- _TASK PROMPT_
Please retype only the lines below that run from the one containing "Target: infinity loop symbol" through the last line, both included, without altering a word.

(Dataset entries)
----

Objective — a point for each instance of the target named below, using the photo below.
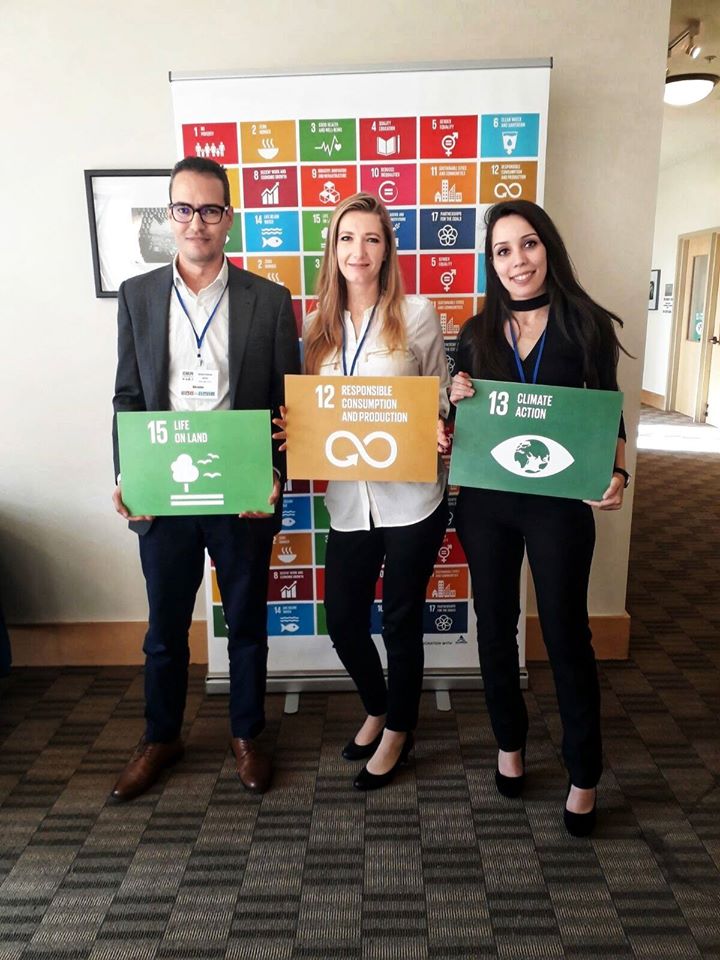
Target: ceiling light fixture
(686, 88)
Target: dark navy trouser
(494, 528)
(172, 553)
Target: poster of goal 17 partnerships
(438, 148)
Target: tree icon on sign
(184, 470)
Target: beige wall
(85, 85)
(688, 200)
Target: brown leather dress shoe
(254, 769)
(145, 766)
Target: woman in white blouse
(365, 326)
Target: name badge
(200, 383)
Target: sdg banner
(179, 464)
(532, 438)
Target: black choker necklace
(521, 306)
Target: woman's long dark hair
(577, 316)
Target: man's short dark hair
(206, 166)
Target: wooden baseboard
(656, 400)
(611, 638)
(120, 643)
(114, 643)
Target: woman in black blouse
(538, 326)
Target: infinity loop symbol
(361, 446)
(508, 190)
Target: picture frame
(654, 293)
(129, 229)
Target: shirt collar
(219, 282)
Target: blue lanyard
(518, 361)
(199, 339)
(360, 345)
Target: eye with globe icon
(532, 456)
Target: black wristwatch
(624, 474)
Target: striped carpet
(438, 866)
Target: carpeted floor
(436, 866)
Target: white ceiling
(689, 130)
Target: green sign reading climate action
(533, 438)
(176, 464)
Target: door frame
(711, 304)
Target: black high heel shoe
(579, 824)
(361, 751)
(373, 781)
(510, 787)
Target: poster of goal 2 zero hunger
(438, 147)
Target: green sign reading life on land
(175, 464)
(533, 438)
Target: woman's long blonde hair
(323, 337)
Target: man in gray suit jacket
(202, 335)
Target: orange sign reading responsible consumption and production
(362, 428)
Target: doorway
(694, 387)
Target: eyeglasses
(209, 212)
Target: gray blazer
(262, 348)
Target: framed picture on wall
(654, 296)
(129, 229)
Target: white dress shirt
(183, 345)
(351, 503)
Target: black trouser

----

- _EXERCISE RESULT_
Target: infinity loop symbol
(361, 446)
(508, 190)
Target: picture frame
(654, 293)
(129, 229)
Target: shirt collar
(219, 282)
Target: blue lanyard
(518, 361)
(199, 339)
(360, 345)
Target: eye with globe icon
(532, 456)
Target: black wristwatch
(624, 474)
Target: striped carpet
(438, 866)
Target: carpeted floor
(436, 866)
Target: white ceiling
(689, 130)
Target: green sign reading climate action
(533, 438)
(176, 464)
Target: door frame
(711, 304)
Target: black high heel shoe
(579, 824)
(361, 751)
(373, 781)
(510, 787)
Target: poster of goal 2 zero hunger
(438, 147)
Target: green sign reading life on land
(175, 464)
(533, 438)
Target: woman's long blonde hair
(323, 337)
Target: man in gray suit jacket
(202, 335)
Target: orange sign reading responsible consumption and production
(362, 428)
Target: doorway
(694, 387)
Target: eyeglasses
(209, 212)
Target: gray blazer
(262, 348)
Target: framed picture on wall
(654, 296)
(129, 229)
Target: white dress shirt
(183, 345)
(351, 503)
Target: black trouser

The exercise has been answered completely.